- Requirement: In the data below, find the line containing "like [91, 19]."; reproduce that line and all subsequent lines exactly, and nothing else.
## START Input records
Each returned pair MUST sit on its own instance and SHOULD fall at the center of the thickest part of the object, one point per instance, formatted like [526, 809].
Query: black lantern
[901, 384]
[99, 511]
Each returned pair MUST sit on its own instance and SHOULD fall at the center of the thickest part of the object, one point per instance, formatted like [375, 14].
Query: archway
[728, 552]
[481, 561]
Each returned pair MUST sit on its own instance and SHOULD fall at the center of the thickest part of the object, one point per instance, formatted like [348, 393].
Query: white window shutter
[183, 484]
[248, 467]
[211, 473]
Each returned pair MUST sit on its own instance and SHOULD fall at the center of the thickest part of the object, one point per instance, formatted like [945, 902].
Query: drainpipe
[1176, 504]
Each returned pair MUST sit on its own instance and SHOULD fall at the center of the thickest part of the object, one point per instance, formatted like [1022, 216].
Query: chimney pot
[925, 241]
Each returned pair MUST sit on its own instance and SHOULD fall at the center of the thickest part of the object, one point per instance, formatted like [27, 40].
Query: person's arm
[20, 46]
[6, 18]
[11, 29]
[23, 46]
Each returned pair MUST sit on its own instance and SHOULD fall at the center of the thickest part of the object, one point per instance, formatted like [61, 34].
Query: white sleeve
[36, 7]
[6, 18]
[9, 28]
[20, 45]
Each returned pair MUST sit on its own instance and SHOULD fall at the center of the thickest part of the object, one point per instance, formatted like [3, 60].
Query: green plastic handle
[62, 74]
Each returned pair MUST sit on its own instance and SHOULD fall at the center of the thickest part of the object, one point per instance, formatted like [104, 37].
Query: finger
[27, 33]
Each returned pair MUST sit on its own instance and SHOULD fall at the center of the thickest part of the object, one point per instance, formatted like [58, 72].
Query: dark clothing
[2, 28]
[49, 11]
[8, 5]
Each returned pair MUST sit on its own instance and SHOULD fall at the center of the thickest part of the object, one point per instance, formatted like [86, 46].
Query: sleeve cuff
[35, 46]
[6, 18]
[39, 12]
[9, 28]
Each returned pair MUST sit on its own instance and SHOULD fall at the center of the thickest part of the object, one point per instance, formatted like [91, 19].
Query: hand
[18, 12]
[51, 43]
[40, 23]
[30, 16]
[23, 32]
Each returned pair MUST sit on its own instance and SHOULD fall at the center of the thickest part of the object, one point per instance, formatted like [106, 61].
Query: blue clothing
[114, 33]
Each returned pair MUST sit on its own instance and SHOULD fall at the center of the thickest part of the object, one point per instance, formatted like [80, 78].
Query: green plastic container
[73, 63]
## END Input records
- Worked solution:
Each returned pair MUST sit on its own instance and SHOULD fall at the center of the thickest part of the object, one point per instance, formatted like [91, 19].
Query: hand
[18, 12]
[51, 43]
[40, 23]
[30, 16]
[23, 32]
Each returned pair MUST sit on its own instance and SHOULD fall at the center of the thickest part of the object, one point per instance, formatted like [106, 61].
Query: blue clothing
[114, 33]
Each returned pair MUST sit on its own instance and SHOULD fall at the center of the thickest part of the object, one point per instance, formatted like [80, 78].
Query: green plastic container
[73, 63]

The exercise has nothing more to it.